## Excerpt
>>

Posted on: 2024-06-25

I'm describing my big Bloomsday Halifax project by writing up what I did at each location. This is the fourth in the series, covering Episode 4 of "Ulysses": "Calypso".

One of the biggest challenges I had with figuring out schedule for Bloomsday Halifax is that "Ulysses" doesn't move strictly forward in time. The first three chapters go from 8am to around 11am and then everything starts again at 8am with other people in another part of town, reflecting the flow of time in The Odyssey, where we follow Telemachus and then rewind to see what's been happening with Odysseus. This is fine in a book, but it's awkward for an event where people might want to do everything at the official times. This is one of the reasons that I decided to not be too strict about the schedule in the app, besides it just making for an extremely long day.

Anyhow, Calypso is the start of the main sequence of Ulysses, following Leopold Bloom as he prepares breakfast for himself and his wife Molly in their home at 7 Eccles Street. I've only been to Dublin once back in 1999, but I did make sure to visit the real location. I gather the house there now is no longer the original, but it's still roughly the same, part of a set of row-houses in a residential area at the edge of downtown. Bloom steps out to the local butcher shop to buy a kidney and then comes home again to cook it.

Halifax has a number of roughly analogous neighbourhoods of densely packed 19th-century houses. I wanted to give the participants the option to re-enact the book a little bit, so I hoped to find a retail place or a breakfast spot or something like that that they could go to. I considered the Hydrostone neighbourhood, which even has a butcher shop, but everything there is from later than 1917, for obvious reasons. Also not many shops are open early on Sunday mornings, and I wanted people who did go at the appropriate time to have something to do.

I finally settled on the Schmidtville neighbourhood, south of downtown. It's conveniently not too far from Point Pleasant, for those who still wanted to do everything sequentially. It is of roughly the correct vintage, and even features some row-houses. As an added bonus, it turns out Uncommon Grounds is open on Sunday from 7am. The would allow people to reenact the book by at least having some breakfast and coffee or tea.

Physical Items

This is the first episode in the sequence for which prepared a physical collectible, so I might as well talk about those now.

As I mentioned in the previous entry, Ulysses has a focus on objects being carried around by people. I already had a system set up in the app to allow participants to collect virtual items at each location, but I thought it would be great to have physical objects people could collect as well. This would make the world of the book feel a little bit more real to everyone, and make for an additional fun activity. I love the idea of intrusions of fictional worlds into the real one.

For This Is Nowhere in 2018, we set up a test run of the clues and captions experience for participants to do before the official performance time–partially to help them get familiar with how it works, but also to help us figure out a few technical issues with tracking and logging activities on the server. As a goal for the test run in place of a live performance, we decided to have some printed pieces of a "manifesto" available at Biscuit General Store on Argyle Street downtown. They were just cut-out pieces of paper, but participants really enjoyed getting them, and the staff at the shop liked feeling like they were part of some secret conspiracy.

This inspired me to think about how I could do similar things for Bloomsday. I'll describe the other items in their own blog posts, but the one for Calypso was actually one of the last that I had come up with, and I only delivered it to them in the early hours of June 16 itself. It was pretty simple though: your own personal pocket potato.

<<

## Supplied material

>>

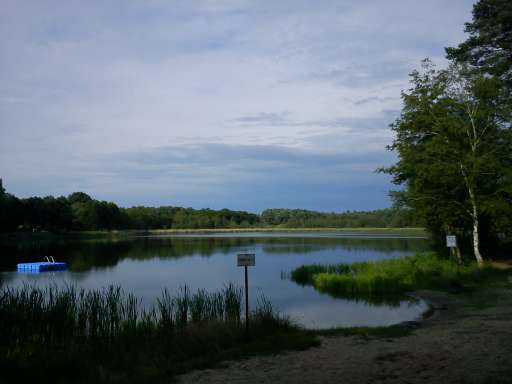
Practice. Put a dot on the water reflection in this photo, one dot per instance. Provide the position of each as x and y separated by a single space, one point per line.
146 265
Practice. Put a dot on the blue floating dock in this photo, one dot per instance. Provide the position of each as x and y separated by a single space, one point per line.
44 266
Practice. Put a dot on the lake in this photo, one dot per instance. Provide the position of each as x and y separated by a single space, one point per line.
145 265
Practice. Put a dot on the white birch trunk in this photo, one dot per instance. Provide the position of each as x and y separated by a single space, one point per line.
476 236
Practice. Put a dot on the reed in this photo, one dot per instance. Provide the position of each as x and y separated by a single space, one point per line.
64 329
392 276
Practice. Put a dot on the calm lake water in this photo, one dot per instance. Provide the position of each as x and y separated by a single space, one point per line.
147 265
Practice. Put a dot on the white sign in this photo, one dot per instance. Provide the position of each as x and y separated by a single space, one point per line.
451 241
246 260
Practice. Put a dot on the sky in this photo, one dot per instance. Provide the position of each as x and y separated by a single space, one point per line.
244 104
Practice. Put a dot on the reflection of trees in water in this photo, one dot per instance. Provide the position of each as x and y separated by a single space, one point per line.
307 245
84 255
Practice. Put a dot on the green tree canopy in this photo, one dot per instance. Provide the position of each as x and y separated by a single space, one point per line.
454 145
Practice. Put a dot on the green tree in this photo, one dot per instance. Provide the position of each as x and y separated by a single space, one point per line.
454 146
489 45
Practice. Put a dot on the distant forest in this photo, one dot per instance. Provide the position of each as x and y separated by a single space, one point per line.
79 212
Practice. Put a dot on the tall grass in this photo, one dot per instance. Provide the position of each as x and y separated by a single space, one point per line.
107 335
393 276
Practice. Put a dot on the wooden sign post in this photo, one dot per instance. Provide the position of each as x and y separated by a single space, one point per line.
246 260
451 242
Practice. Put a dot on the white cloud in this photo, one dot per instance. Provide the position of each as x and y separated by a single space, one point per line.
88 81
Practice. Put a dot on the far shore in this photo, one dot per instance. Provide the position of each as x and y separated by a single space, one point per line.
412 232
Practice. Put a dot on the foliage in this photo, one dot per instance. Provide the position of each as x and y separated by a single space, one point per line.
489 46
454 145
392 276
68 335
300 218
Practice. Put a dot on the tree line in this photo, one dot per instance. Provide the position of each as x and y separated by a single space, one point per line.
454 137
79 212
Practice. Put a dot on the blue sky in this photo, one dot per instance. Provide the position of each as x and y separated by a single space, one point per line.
240 104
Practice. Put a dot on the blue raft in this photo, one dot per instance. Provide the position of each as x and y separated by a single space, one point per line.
44 266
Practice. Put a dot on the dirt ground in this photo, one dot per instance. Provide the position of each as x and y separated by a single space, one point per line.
462 342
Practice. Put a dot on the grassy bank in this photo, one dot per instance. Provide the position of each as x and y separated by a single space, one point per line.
69 335
374 279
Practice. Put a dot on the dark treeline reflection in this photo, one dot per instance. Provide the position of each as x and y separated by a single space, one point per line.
87 254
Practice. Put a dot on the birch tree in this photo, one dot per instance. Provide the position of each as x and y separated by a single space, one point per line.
454 149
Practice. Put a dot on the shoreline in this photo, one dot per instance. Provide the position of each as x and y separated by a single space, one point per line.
361 231
464 338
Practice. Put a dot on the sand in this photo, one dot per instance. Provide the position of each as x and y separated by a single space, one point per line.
459 343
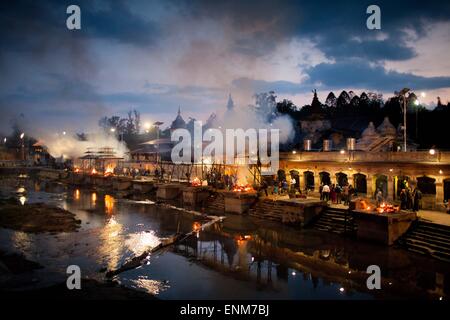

<<

## What this exercise asks
a) In the post about Bloomsday Halifax, which neighborhood did the writer finally pick for the "Calypso" episode?
b) Count the lines of the rows that contain the string "trees", with case counting. Reply with the number alone.
The blog post and the rows have nothing to do with each other.

## Outputs in order
a) Schmidtville, south of downtown.

b) 1